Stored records
========================================

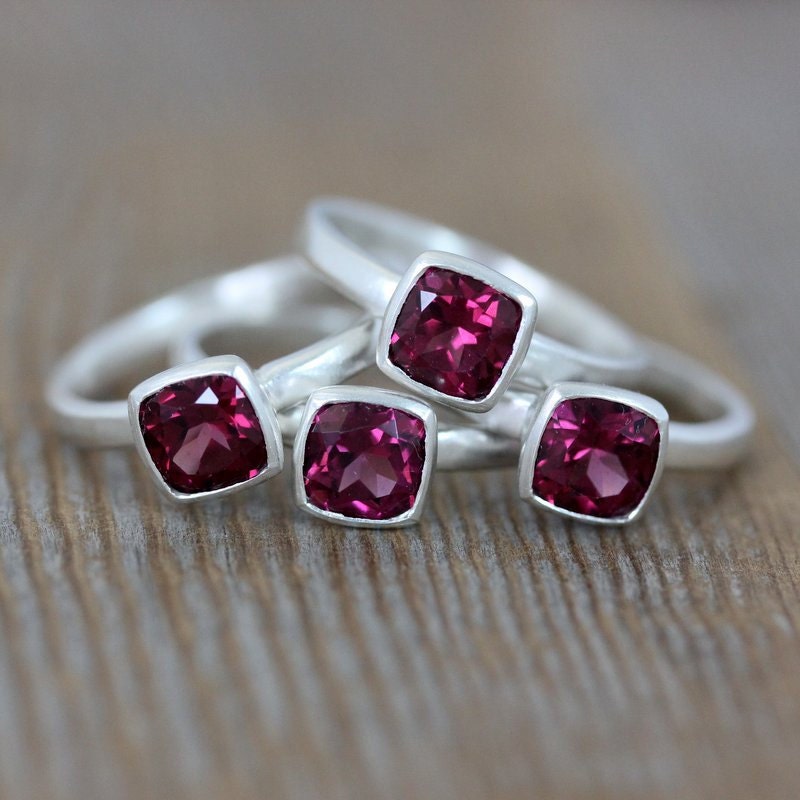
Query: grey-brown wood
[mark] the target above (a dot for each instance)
(242, 650)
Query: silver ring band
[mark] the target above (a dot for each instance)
(109, 353)
(362, 249)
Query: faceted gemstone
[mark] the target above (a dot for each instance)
(364, 460)
(455, 333)
(203, 434)
(596, 457)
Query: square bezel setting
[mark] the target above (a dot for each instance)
(222, 427)
(478, 328)
(593, 453)
(387, 475)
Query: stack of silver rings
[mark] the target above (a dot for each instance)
(495, 364)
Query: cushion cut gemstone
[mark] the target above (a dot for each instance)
(364, 460)
(596, 457)
(455, 333)
(203, 434)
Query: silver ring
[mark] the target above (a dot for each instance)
(595, 453)
(394, 265)
(253, 295)
(718, 441)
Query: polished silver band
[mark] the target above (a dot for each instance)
(289, 380)
(262, 291)
(260, 296)
(362, 249)
(280, 295)
(717, 440)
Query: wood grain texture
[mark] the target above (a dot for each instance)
(243, 650)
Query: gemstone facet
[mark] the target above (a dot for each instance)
(203, 434)
(364, 460)
(596, 457)
(455, 333)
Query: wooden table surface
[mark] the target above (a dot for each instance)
(243, 650)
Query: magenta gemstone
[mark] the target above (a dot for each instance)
(455, 333)
(596, 457)
(364, 460)
(203, 434)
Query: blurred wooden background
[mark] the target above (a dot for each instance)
(648, 153)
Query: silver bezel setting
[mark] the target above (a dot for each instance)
(236, 368)
(540, 416)
(465, 266)
(361, 394)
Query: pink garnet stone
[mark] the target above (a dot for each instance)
(455, 333)
(364, 460)
(203, 434)
(596, 457)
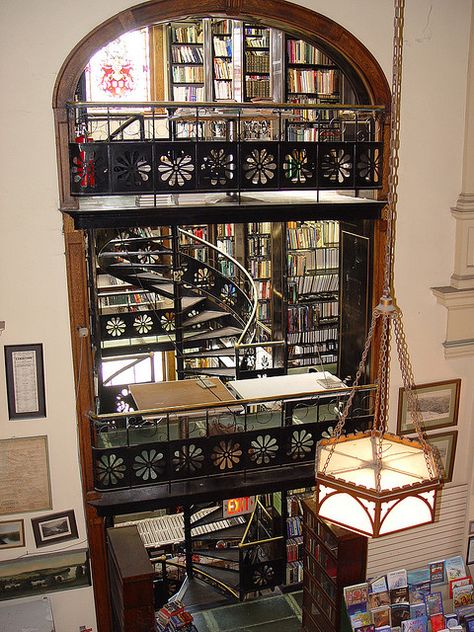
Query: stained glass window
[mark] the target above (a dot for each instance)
(120, 70)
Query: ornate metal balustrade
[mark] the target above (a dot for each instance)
(160, 446)
(159, 148)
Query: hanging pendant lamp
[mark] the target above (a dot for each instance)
(375, 482)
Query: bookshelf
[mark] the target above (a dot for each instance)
(259, 264)
(332, 558)
(312, 292)
(256, 49)
(311, 78)
(186, 61)
(222, 59)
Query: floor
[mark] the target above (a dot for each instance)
(280, 613)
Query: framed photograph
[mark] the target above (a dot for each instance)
(445, 442)
(439, 403)
(12, 534)
(25, 381)
(54, 528)
(470, 550)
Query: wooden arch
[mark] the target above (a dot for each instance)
(355, 60)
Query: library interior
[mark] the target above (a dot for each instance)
(234, 204)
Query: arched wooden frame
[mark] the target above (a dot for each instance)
(356, 61)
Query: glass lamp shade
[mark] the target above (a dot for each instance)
(347, 492)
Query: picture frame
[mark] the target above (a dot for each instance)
(439, 405)
(24, 370)
(470, 551)
(12, 534)
(445, 443)
(53, 528)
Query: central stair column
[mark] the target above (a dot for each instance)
(177, 289)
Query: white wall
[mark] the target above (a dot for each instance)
(35, 38)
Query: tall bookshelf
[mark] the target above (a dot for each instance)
(222, 59)
(311, 78)
(186, 61)
(312, 293)
(256, 48)
(259, 264)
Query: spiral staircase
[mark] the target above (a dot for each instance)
(188, 297)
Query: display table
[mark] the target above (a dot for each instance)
(284, 385)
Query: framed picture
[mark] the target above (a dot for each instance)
(445, 442)
(439, 403)
(25, 381)
(470, 551)
(12, 534)
(54, 528)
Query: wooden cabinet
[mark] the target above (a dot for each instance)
(333, 558)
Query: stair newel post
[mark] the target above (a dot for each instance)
(177, 292)
(188, 543)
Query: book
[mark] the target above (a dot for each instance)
(417, 610)
(397, 579)
(418, 592)
(437, 572)
(462, 581)
(463, 595)
(420, 624)
(399, 612)
(454, 567)
(438, 622)
(381, 616)
(434, 603)
(379, 599)
(399, 595)
(356, 594)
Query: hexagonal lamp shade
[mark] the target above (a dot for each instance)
(350, 493)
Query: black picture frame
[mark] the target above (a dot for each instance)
(24, 369)
(53, 528)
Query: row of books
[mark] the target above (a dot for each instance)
(300, 52)
(187, 55)
(313, 284)
(313, 234)
(188, 93)
(257, 61)
(327, 336)
(260, 268)
(255, 86)
(294, 572)
(302, 318)
(222, 69)
(189, 33)
(413, 601)
(294, 549)
(315, 81)
(222, 46)
(188, 74)
(307, 261)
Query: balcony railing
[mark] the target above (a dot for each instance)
(173, 148)
(161, 446)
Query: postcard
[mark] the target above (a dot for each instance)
(434, 603)
(397, 579)
(437, 572)
(463, 595)
(454, 567)
(379, 599)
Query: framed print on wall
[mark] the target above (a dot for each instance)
(439, 404)
(12, 534)
(53, 528)
(445, 443)
(25, 381)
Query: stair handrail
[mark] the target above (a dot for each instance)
(253, 314)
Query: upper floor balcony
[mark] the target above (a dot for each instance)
(160, 155)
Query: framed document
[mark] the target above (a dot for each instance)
(25, 381)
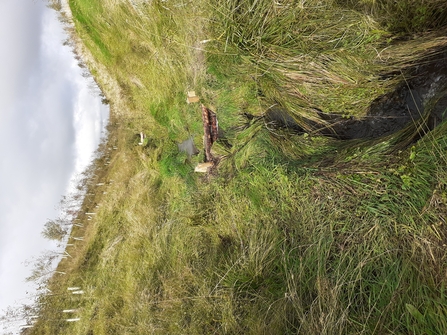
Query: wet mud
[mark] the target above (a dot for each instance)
(421, 97)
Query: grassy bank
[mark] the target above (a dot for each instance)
(291, 233)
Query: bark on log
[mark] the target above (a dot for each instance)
(210, 130)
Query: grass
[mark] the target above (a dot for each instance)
(292, 233)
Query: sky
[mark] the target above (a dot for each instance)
(50, 124)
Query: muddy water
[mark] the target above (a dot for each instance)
(424, 94)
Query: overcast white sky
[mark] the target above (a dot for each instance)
(50, 124)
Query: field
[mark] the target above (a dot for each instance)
(295, 230)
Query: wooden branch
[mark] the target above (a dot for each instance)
(210, 130)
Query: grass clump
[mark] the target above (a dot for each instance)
(292, 234)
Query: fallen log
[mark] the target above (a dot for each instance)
(210, 130)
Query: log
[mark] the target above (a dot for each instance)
(210, 130)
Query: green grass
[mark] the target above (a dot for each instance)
(291, 234)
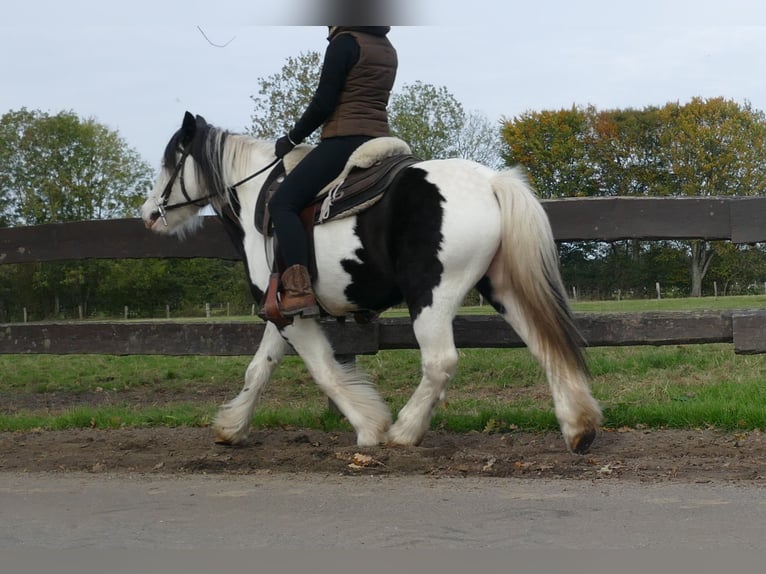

========================================

◆ **Activity**
Would you write out the data exactly, with no pictures in the copy?

◆ **Output of the exercise**
Query: grey-brown wood
[mark] the target above (a dot for each instance)
(242, 650)
Query: silver ring band
[mark] the target above (a dot for each instance)
(109, 353)
(362, 249)
Query: faceted gemstone
[mark] the target above (a dot for each instance)
(364, 460)
(455, 333)
(203, 434)
(596, 457)
Query: square bezel setting
[mark] the target above (a dot for each instance)
(222, 427)
(478, 328)
(593, 453)
(387, 475)
Query: stack of silver rings
[mark] the target above (a dot for each instance)
(495, 364)
Query: cushion cut gemstone
[mark] the target above (a dot for each instance)
(364, 460)
(596, 457)
(455, 333)
(203, 434)
Query: silver ring
[mark] the target above (a dot for each instance)
(595, 453)
(394, 265)
(253, 295)
(718, 441)
Query: polished silver band
[mark] the target above (a dot for each instance)
(289, 380)
(262, 291)
(260, 296)
(362, 249)
(280, 295)
(717, 440)
Query: wood grain texture
[mark] the target above (a dot for each instance)
(243, 650)
Query: gemstone facet
[mark] the target above (a dot for each instance)
(203, 434)
(364, 460)
(596, 457)
(455, 333)
Query: wooden table surface
[mark] the target above (a dot for each instance)
(243, 650)
Query: magenta gemstone
[mark] the target above (a dot for each instance)
(455, 333)
(596, 457)
(364, 460)
(203, 434)
Query: blurred wooden background
[mark] the target above (a dot for each instance)
(648, 153)
Query: silver bezel setting
[mark] the target above (a dot for each instance)
(236, 368)
(540, 416)
(465, 266)
(361, 394)
Query: pink garnet stone
[mark] the target above (a dot for each instance)
(455, 333)
(364, 460)
(203, 434)
(596, 457)
Query: stained glass window
[mark] the target above (a dot for each instance)
(120, 70)
Query: ornate metal balustrade
[mark] the target above (a dot for each instance)
(160, 446)
(159, 148)
Query: hanging pendant lamp
[mark] the target above (a dot for each instance)
(375, 482)
Query: bookshelf
[mark] the target above (a dot for each instance)
(259, 264)
(332, 558)
(312, 292)
(256, 49)
(311, 78)
(186, 61)
(222, 59)
Query: floor
[mark] the target above (a dot for each instance)
(280, 613)
Query: framed photograph
[mark] the target above (a dot for each instance)
(445, 442)
(439, 403)
(12, 534)
(25, 381)
(54, 528)
(470, 550)
Query: wooden arch
[mark] the target above (a dot for each instance)
(355, 60)
Query: library interior
[mark] the target above (a dot for each instance)
(234, 204)
Query: arched wooden frame
[mark] the target above (a dot for each instance)
(356, 61)
Query: glass lamp shade
[mark] the target above (a dot for each instance)
(347, 492)
Query: picture frame
[mark] the target above (a dot for each instance)
(439, 405)
(24, 370)
(470, 551)
(12, 534)
(445, 443)
(53, 528)
Query: central stair column
[mark] the target above (a dot for each instance)
(177, 289)
Query: white wall
[mark] the target above (a dot for each instance)
(35, 38)
Query: tall bookshelf
[mark] the target above (a dot for each instance)
(222, 59)
(311, 78)
(186, 61)
(312, 293)
(256, 48)
(259, 264)
Query: spiral staircase
[mark] the target above (a dot for each instance)
(188, 297)
Query: display table
[mark] the target above (a dot for each instance)
(284, 385)
Query: framed picture
[mark] the target above (a dot for each instance)
(445, 442)
(439, 403)
(25, 381)
(470, 551)
(12, 534)
(54, 528)
Query: wooden cabinet
[mark] the target above (a dot for each instance)
(333, 558)
Query: stair newel post
[mark] the target above (a dot for each instance)
(177, 292)
(188, 543)
Query: book
[mark] the target above (a dot for each instance)
(417, 610)
(397, 579)
(418, 592)
(437, 572)
(462, 581)
(463, 595)
(420, 624)
(399, 612)
(454, 567)
(438, 622)
(381, 616)
(434, 603)
(379, 599)
(399, 595)
(356, 594)
Query: hexagonal lamp shade
[mark] the target above (a dot for each instance)
(350, 493)
Query: black picture frame
[mark] the target above (a dot for each instance)
(24, 369)
(53, 528)
Query: row of books
[mark] the target above (a dot for each instance)
(300, 52)
(187, 55)
(313, 284)
(313, 234)
(188, 93)
(257, 61)
(327, 336)
(260, 268)
(255, 86)
(294, 572)
(302, 318)
(222, 69)
(189, 33)
(413, 601)
(294, 549)
(315, 81)
(222, 46)
(188, 74)
(307, 261)
Query: balcony railing
[mark] the target above (a dot for each instance)
(173, 148)
(161, 446)
Query: postcard
[mark] the target above (a dot for each instance)
(434, 603)
(397, 579)
(437, 572)
(463, 595)
(454, 567)
(379, 599)
Query: framed print on wall
[mark] the target above (a dot for each instance)
(439, 404)
(12, 534)
(53, 528)
(445, 443)
(25, 381)
Query: stair handrail
[mark] the target above (a dot for each instance)
(253, 314)
Query: upper floor balcony
[mark] the target above (a dot for each instance)
(160, 155)
Query: framed document
[mark] the target above (a dot for each instance)
(25, 381)
Query: wet mud
[mark] the target above (a dot for each instance)
(421, 97)
Query: grassy bank
[mark] the target above (a dot for each instance)
(291, 233)
Query: bark on log
[mark] the target above (a dot for each instance)
(210, 130)
Query: grass
[mark] the target above (a dot for each instance)
(292, 233)
Query: sky
[mark] the target above (a dot for each instance)
(50, 124)
Query: muddy water
[mark] the target above (a dot for each instance)
(424, 94)
Query: overcast white sky
[mark] the target above (a dot for each instance)
(50, 124)
Query: field
[mark] the target above (a dot for each instance)
(295, 230)
Query: wooden branch
[mark] the target above (a dot for each instance)
(210, 130)
Query: grass clump
[mark] the target above (a dot for each instance)
(292, 234)
Query: fallen log
[mark] the target above (a dot for each instance)
(210, 130)
Query: log
[mark] the target above (a dot for each instance)
(210, 130)
Query: green grass
[mark] the target above (a dot for each instance)
(291, 234)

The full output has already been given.